** Problem to work on **
Word for word, output the data, with none of its pictures.

(Stored data entries)
**********

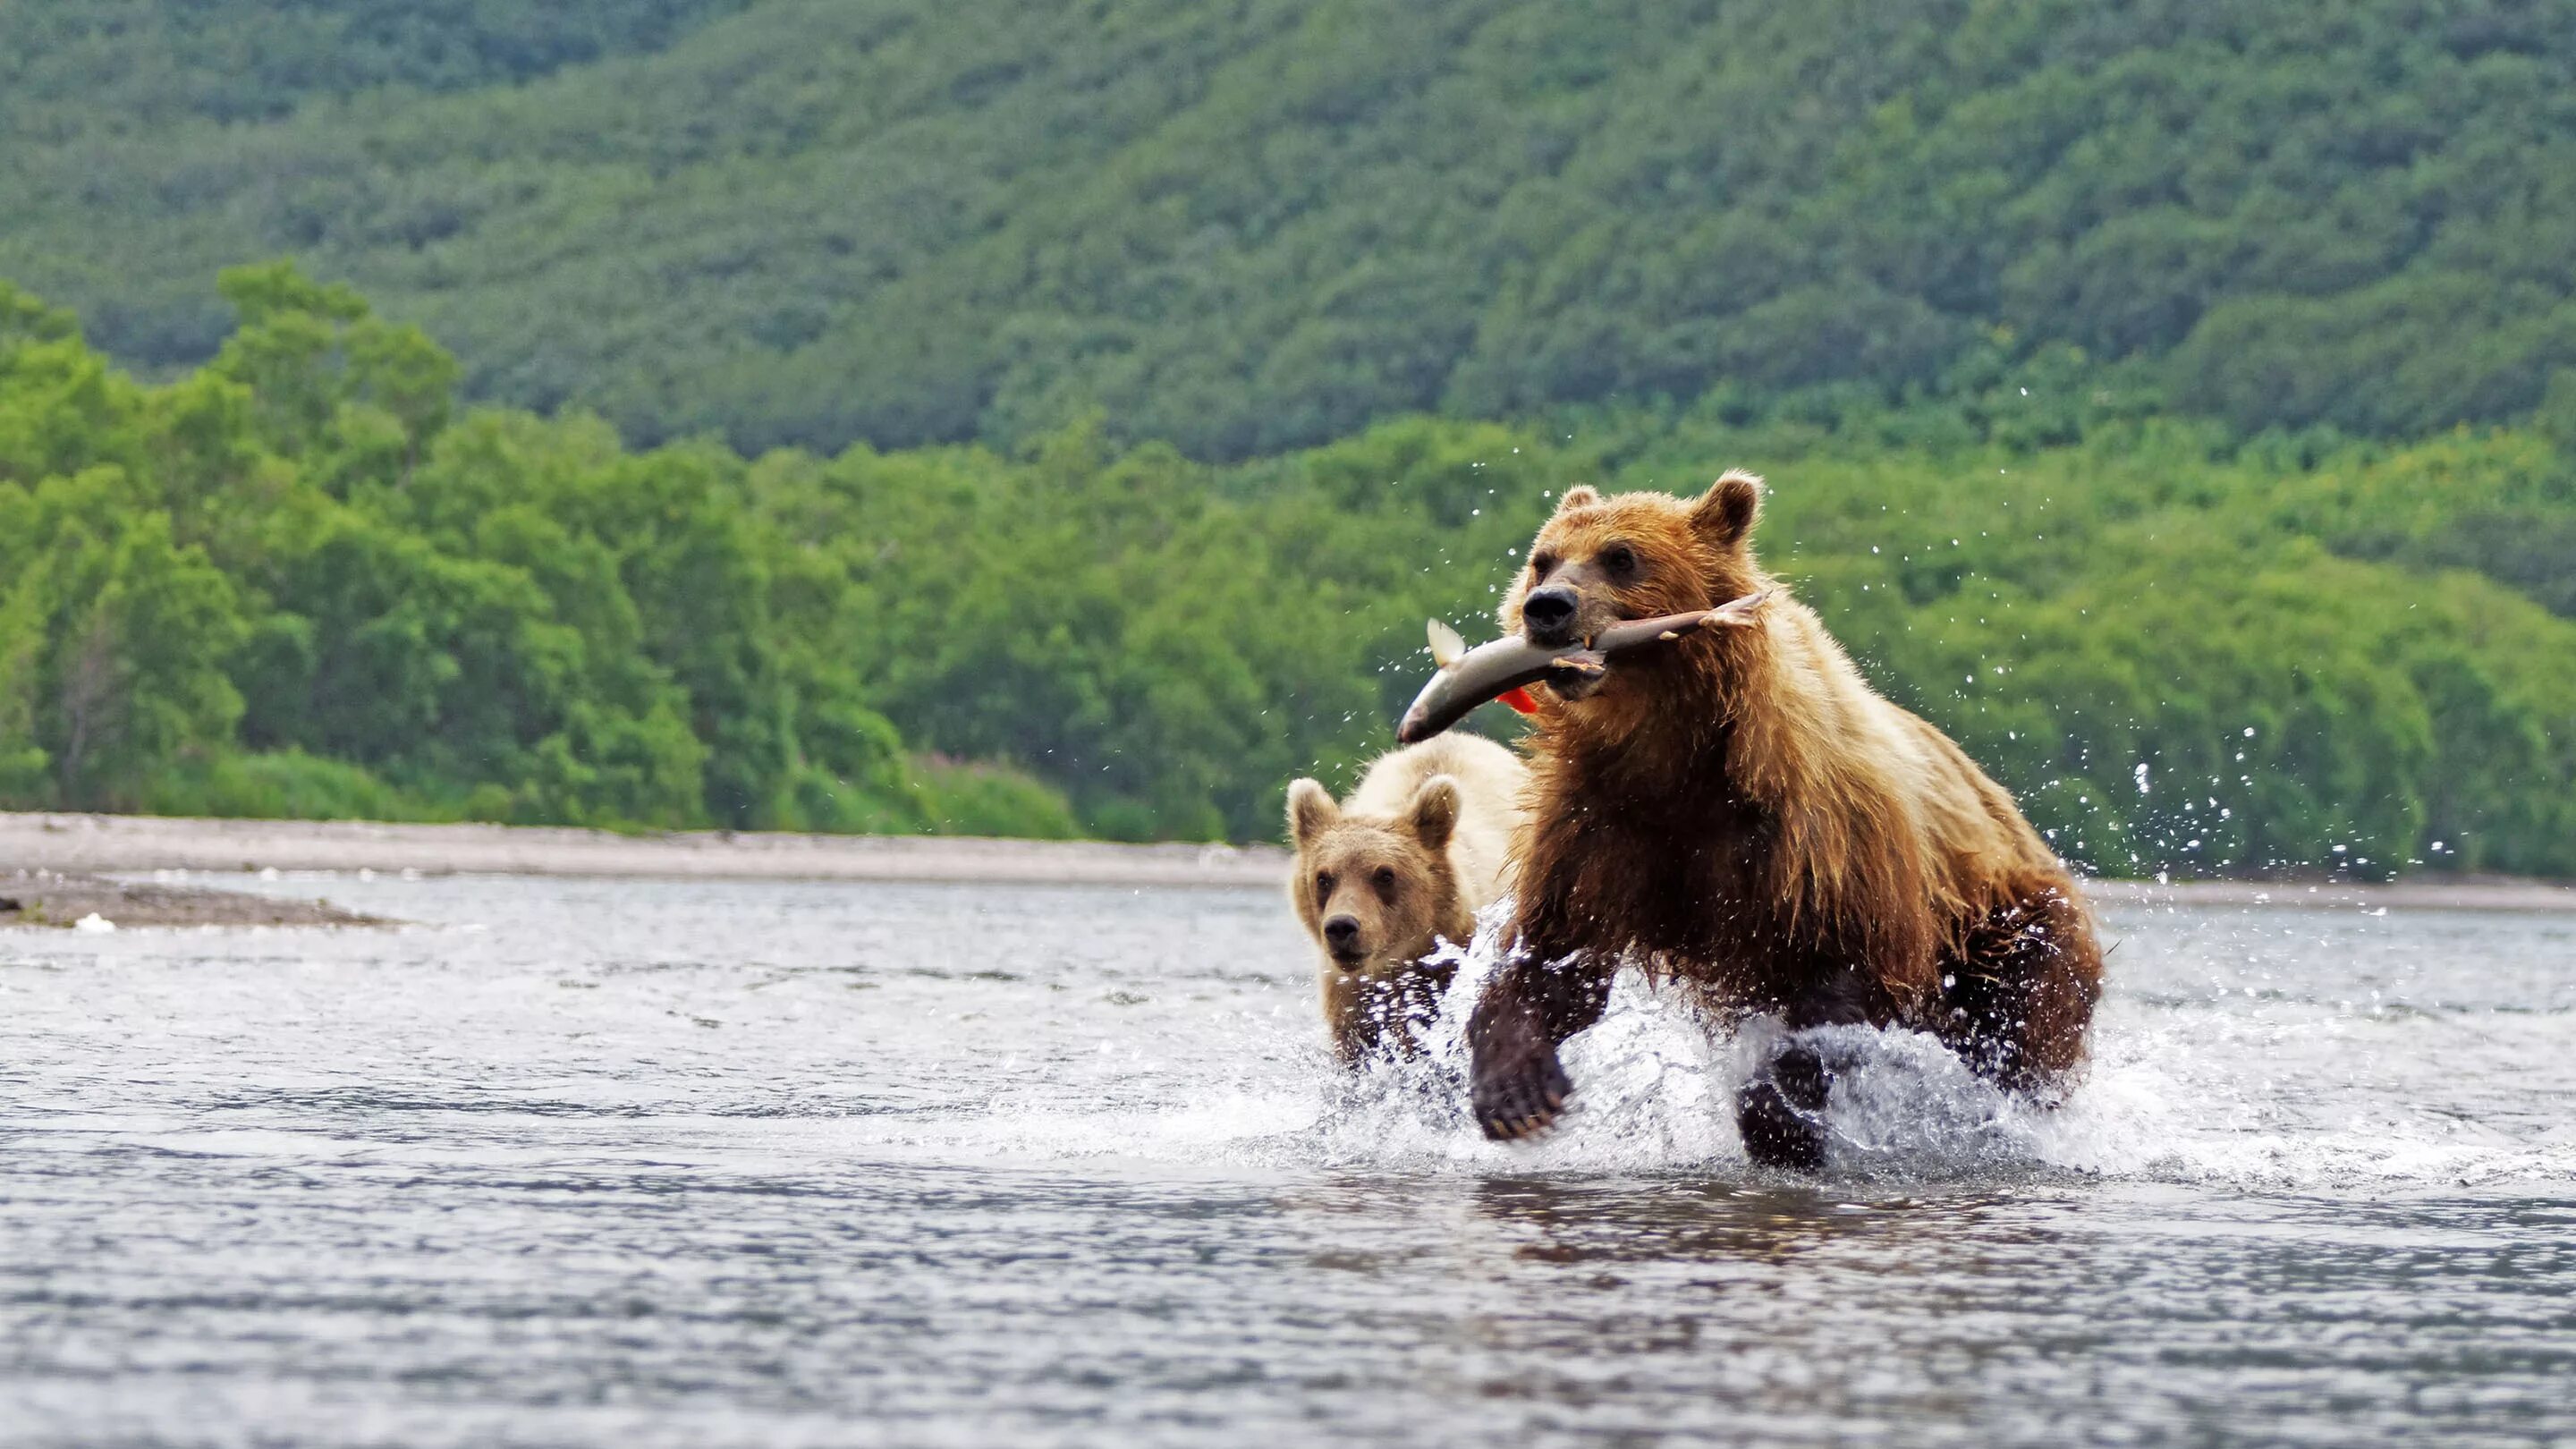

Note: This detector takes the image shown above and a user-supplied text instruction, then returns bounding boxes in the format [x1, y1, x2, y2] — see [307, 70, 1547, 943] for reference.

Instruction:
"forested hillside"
[5, 0, 2576, 458]
[7, 269, 2576, 876]
[7, 3, 2576, 876]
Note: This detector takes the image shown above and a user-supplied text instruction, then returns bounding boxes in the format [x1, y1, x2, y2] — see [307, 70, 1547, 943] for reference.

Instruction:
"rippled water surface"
[4, 874, 2573, 1446]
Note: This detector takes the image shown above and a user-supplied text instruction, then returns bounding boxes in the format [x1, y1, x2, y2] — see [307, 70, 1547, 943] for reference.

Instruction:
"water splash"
[859, 893, 2576, 1191]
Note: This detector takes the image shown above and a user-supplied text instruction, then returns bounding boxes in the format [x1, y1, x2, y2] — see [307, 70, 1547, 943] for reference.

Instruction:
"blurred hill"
[6, 0, 2575, 458]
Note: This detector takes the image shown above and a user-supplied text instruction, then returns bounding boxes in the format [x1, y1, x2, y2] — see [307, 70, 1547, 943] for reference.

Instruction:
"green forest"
[7, 266, 2576, 877]
[4, 1, 2576, 877]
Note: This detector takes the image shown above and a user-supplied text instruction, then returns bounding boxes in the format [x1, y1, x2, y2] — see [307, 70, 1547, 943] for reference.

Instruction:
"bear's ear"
[1403, 775, 1461, 852]
[1556, 485, 1601, 512]
[1286, 779, 1338, 848]
[1690, 470, 1763, 548]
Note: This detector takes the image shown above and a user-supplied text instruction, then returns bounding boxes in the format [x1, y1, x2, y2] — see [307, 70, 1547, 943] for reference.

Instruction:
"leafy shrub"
[903, 758, 1083, 841]
[137, 749, 447, 823]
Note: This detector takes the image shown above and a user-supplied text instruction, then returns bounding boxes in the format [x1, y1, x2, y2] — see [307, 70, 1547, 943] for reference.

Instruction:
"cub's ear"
[1286, 778, 1337, 848]
[1555, 485, 1601, 512]
[1690, 470, 1763, 548]
[1403, 775, 1462, 852]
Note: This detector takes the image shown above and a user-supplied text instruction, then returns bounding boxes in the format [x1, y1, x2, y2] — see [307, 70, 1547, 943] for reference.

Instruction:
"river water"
[2, 873, 2572, 1446]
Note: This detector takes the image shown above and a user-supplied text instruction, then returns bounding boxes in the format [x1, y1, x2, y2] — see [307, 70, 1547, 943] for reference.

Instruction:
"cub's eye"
[1372, 866, 1398, 896]
[1600, 542, 1638, 575]
[1314, 871, 1335, 902]
[1530, 551, 1557, 577]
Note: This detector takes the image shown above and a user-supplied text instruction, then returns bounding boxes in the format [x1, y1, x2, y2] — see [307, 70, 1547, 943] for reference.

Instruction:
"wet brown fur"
[1468, 475, 2104, 1160]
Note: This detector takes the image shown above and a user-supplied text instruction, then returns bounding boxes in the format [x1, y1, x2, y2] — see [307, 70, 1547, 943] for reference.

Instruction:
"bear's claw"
[1472, 1047, 1572, 1140]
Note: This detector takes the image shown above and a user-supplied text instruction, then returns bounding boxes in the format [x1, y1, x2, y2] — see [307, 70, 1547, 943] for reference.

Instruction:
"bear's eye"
[1600, 542, 1638, 575]
[1530, 551, 1557, 578]
[1372, 866, 1398, 896]
[1314, 871, 1335, 902]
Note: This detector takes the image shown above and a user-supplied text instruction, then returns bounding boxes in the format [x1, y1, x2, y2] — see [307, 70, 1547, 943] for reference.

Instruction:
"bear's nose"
[1521, 585, 1579, 646]
[1322, 915, 1361, 959]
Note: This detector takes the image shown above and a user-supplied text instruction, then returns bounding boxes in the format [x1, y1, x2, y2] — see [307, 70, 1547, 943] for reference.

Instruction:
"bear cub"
[1286, 734, 1526, 1063]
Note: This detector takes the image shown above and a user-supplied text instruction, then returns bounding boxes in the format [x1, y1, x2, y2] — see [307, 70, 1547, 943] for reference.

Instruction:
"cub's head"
[1284, 775, 1467, 980]
[1500, 471, 1767, 702]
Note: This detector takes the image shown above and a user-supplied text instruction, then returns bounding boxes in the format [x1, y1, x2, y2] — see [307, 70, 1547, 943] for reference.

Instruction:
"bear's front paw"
[1471, 1035, 1571, 1141]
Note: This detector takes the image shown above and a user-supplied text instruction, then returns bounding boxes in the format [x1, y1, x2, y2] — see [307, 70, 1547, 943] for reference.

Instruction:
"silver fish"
[1396, 591, 1768, 744]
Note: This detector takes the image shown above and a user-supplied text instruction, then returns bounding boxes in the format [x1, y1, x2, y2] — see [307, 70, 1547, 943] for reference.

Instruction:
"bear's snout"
[1322, 914, 1365, 964]
[1521, 585, 1580, 646]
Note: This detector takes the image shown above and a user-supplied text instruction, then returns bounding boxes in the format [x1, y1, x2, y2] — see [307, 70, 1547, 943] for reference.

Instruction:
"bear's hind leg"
[1736, 1040, 1831, 1169]
[1934, 890, 2103, 1094]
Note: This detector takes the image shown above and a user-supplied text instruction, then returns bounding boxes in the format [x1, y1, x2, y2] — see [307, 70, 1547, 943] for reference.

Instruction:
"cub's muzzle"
[1323, 914, 1365, 967]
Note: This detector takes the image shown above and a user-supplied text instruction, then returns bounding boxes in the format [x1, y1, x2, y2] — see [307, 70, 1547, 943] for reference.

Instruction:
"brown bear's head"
[1499, 471, 1767, 704]
[1284, 775, 1470, 983]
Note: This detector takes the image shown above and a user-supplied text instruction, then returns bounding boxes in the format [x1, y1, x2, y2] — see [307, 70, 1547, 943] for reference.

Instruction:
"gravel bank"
[5, 811, 2567, 912]
[0, 868, 392, 929]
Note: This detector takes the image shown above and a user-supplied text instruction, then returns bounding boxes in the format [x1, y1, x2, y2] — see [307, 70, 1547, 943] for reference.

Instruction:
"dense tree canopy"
[4, 0, 2575, 459]
[0, 269, 1075, 837]
[4, 269, 2574, 879]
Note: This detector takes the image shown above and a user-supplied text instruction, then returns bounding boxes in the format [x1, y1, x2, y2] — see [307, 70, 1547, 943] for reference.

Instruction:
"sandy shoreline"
[2, 810, 1291, 889]
[5, 810, 2572, 912]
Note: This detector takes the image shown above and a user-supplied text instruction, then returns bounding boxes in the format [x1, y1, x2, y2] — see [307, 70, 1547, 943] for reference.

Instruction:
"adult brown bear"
[1468, 473, 2103, 1168]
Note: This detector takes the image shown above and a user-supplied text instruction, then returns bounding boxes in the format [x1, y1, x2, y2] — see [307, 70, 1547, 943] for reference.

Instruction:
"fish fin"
[1548, 650, 1609, 678]
[1427, 619, 1464, 667]
[1709, 589, 1770, 625]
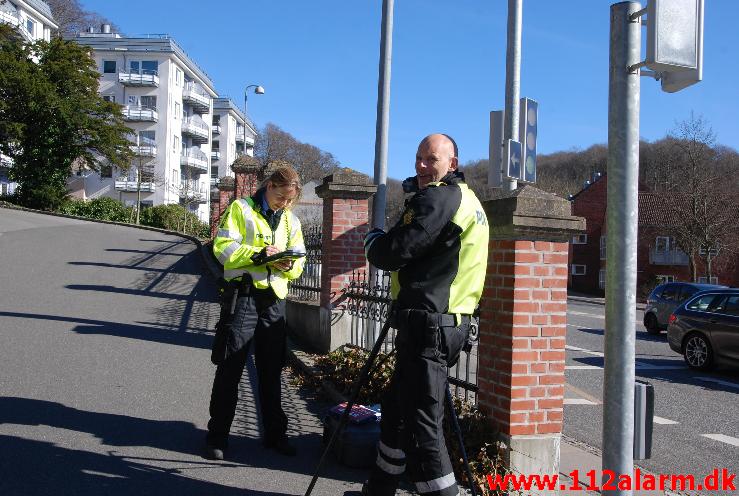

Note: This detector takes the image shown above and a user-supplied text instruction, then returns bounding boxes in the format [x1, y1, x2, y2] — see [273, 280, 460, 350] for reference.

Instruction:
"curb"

**********

** Response below **
Note: This detector takes the image shown above and a user-supplied text instruction, then returns bounding boxes in the format [x1, y1, x2, y2] — see [307, 70, 1547, 943] for reference.

Instruction:
"forested hillside"
[5, 0, 2576, 458]
[7, 269, 2576, 876]
[7, 3, 2576, 876]
Note: This detector takes the image shown above and a user-supplied text instruction, then returns bounding boxes in the format [x1, y1, x2, y2] — see [307, 70, 1547, 943] for reference.

Instruction:
"rippled water surface"
[4, 874, 2573, 1446]
Note: This detector takes the image shown above and a user-supplied text instruction, then returns bounding boxes in the format [x1, y1, x2, y2] — see [307, 70, 1547, 943] for reference.

Instruction:
"water splash"
[859, 893, 2576, 1191]
Note: This detector takes the image shown above and a user-supplied text instruction, then returns bounding boxes in the format [x1, y1, x2, y2] — see [307, 70, 1547, 943] for reference.

Instruction:
"blurred hill"
[6, 0, 2575, 458]
Note: This detector takes the image shown above and a user-supplied text instruction, then returns bounding boxes in the format [x1, y1, x2, y2] — see [307, 70, 1547, 943] for reference.

Instruction:
"green forest"
[7, 266, 2576, 877]
[4, 1, 2576, 877]
Note: This detector takes the image shown above and a user-supplied text instruction, then returns bounding boxes in the format [x1, y1, x2, y2] — see [307, 70, 1547, 943] for reference.

Instruction:
"bear's ear"
[1403, 775, 1461, 852]
[1556, 485, 1601, 512]
[1286, 779, 1338, 848]
[1690, 470, 1763, 548]
Note: This detector takes the image shown above and a user-supplied text instruction, then returns bounding boxes in the format [x1, y1, x2, y2] — see [307, 70, 1547, 943] for reference.

Instruction:
"leafy shrub"
[903, 758, 1083, 841]
[137, 749, 447, 823]
Note: This detector takes the image shown above and a user-supplied text instruction, then returns bounding boxes in the format [x1, y1, x2, y2] — see [307, 70, 1547, 943] for reference.

Instruction:
"cub's ear"
[1286, 778, 1337, 848]
[1555, 485, 1601, 512]
[1690, 470, 1763, 548]
[1403, 775, 1462, 852]
Note: This detector takes the image shown above and a user-supplied text instruction, then returns bounding boxes in the format [x1, y1, x2, y2] — see [307, 70, 1547, 943] for reference.

Instruction:
"river water"
[2, 873, 2572, 1446]
Note: This detector takes the image shown above and a user-supplied text instruction, then returns bounding boxes in the format [x1, y1, x2, y2] — see [307, 70, 1547, 943] for reference.

Instruction:
"cub's eye"
[1372, 866, 1398, 896]
[1600, 542, 1638, 575]
[1314, 871, 1335, 902]
[1530, 551, 1557, 577]
Note: This detector takes the image shown above and a user-supplied text instruction, then returns bounding boxes in the format [x1, y1, x2, y2] — see [307, 70, 1547, 943] for reference.

Instruction:
"wet brown fur"
[1468, 475, 2104, 1160]
Note: This detector takes the image shown above and a user-supplied text instruction, then returns bounding boxes in the format [x1, y1, x2, y2] — see [307, 70, 1547, 943] for reference.

Instruction:
"bear's claw"
[1472, 1047, 1572, 1140]
Note: This detector takes the image shown above and a user-supplied text instruction, then returns bounding boxes in the format [x1, y1, x2, y2] — see [307, 70, 1547, 943] for reference.

Instruction:
"bear's eye"
[1600, 542, 1638, 575]
[1530, 551, 1557, 578]
[1372, 866, 1398, 896]
[1314, 871, 1335, 902]
Note: This detector takes the image shown above and a user-supplied text instruction, then returns bounding boxes in the format [x1, y1, x2, y2] — see [307, 70, 1547, 943] for reference.

Instruction:
"bear's nose"
[1521, 585, 1579, 646]
[1322, 915, 1361, 959]
Note: This detector takes the image shown above and a user-supplied text instruction, then returns bounding boxes in the format [x1, y1, x2, y2] — see [307, 70, 1547, 943] for reference.

Instruction:
"bear cub"
[1286, 734, 1526, 1063]
Note: This detector takes the image shown above and a user-supplied text instruction, then returns bounding boxes in the format [x1, y1, x2, y2] — see [307, 70, 1547, 943] for reference.

Instruction:
"cub's head"
[1284, 775, 1467, 980]
[1500, 471, 1767, 702]
Note: This detector takes the image shown above and a user-supplied text instruction, then returns bounding boxes in the format [x1, y1, x2, y2] — see [307, 70, 1547, 943] for reference.

Instruction:
"bear's front paw"
[1471, 1035, 1571, 1141]
Note: This detector takes the image shown above and a user-supplied text instruction, then returns bounding boxes in the format [x1, y1, x2, y2] — see [307, 70, 1547, 943] for reference.

Instruction:
"silver fish"
[1396, 591, 1768, 744]
Note: This detector takes the image shown above and a user-supplied text instruction, then returns bounding boxes in the format [x1, y1, x2, y2] — see [307, 70, 1547, 943] for reference.

Instruction:
"bear's snout"
[1322, 914, 1365, 964]
[1521, 585, 1580, 646]
Note: This detector takes the image shown above and a user-supplied text instruction, then returns bounding boxes in the format [x1, y1, x2, y2] — see [307, 70, 1547, 943] for reference.

Instruction:
"bear's hind leg"
[1736, 1040, 1831, 1169]
[1934, 890, 2103, 1094]
Note: This detector takes the image shown above and a user-supplied text instruction, then returns bounding boxes in the format [x1, y1, x2, y2] — see [307, 70, 1547, 943] for reference.

Instruction:
"cub's muzzle"
[1323, 914, 1365, 967]
Note: This detector takes the image shown above and a user-supplied text instruction, then returns bounding boxes in the format [x1, y1, x2, y2] — see [307, 70, 1547, 943] for reference.

Instruction:
"brown bear's head"
[1499, 471, 1767, 704]
[1284, 775, 1470, 983]
Note: This detector takes the image shown above and a user-supplied text instruction, then returns bounding boxes in the format [x1, y1, x2, y2] — see [307, 70, 1547, 943] for reference.

Instruction:
"gravel bank"
[5, 811, 2567, 912]
[0, 868, 392, 929]
Note: This detector takes the image shown above and a user-supplied text instruction, then returns bounding boxes in the format [x1, y1, x2, y2] — see [307, 70, 1547, 943] for reference.

Instruction:
"dense tree canopy"
[4, 0, 2575, 459]
[0, 269, 1075, 837]
[4, 269, 2574, 879]
Note: This detector takes the image shown above and a user-supplied text instruction, then returns bounding boxes in the format [x1, y1, x2, y2] — see [307, 70, 1547, 943] for reference.

Instruction:
"sandy shoreline"
[2, 810, 1291, 889]
[5, 810, 2572, 912]
Note: This detector takes the image shown above and a user-supplied text instruction, then returns bounding boxes in the format [x1, y1, x2, y2] — see [307, 70, 1547, 943] for reference.

Instruction:
"adult brown bear"
[1468, 473, 2103, 1168]
Note: This detector takes the image shown above and a user-supplied text instruction, then returns bounding boxes in the format [x1, y1, x2, y2] — see [307, 70, 1547, 943] for reference.

Instruction:
"fish fin"
[1548, 650, 1609, 678]
[1427, 619, 1464, 667]
[1709, 589, 1770, 625]

Note: This detector takes the image shown above and a user-supplied text instruction, then returns bounding boxes in the format [x1, y1, x2, y2] — see [273, 280, 460, 350] for reference.

Instruction:
"curb"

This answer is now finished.